#### [Objective]
Update the listing below by changing "marker" to "pin" everywhere it occurs, keeping all other text the same. Omit the pictures from your output.

#### [Data for this exercise]

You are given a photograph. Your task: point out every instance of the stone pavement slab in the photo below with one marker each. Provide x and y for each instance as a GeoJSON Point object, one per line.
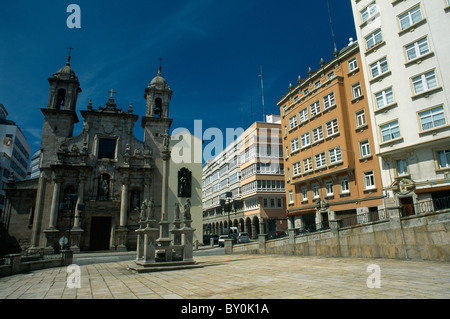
{"type": "Point", "coordinates": [246, 277]}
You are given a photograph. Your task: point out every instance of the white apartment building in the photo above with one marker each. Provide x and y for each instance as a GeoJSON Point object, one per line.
{"type": "Point", "coordinates": [405, 50]}
{"type": "Point", "coordinates": [14, 152]}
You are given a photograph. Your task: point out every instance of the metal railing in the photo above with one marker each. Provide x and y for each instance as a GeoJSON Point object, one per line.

#### [Answer in full]
You are given a photograph. Your task: point out every instance of the stone pavement slab in the photo below with one pin each. Provide x and y for each instance as a GeoJSON Point object, one per line.
{"type": "Point", "coordinates": [246, 277]}
You are given a photograph. Your task: point out every instance of the white apartment building in the photo above with one pin each. Provide x and y for each instance as a GeoJSON Point object, one per line.
{"type": "Point", "coordinates": [405, 50]}
{"type": "Point", "coordinates": [14, 152]}
You are given a photograph. Your task: point out every instance of the metal railing in the photo above with one pin each. Provide x and y for each instance as a GeoJSON Point object, one per line.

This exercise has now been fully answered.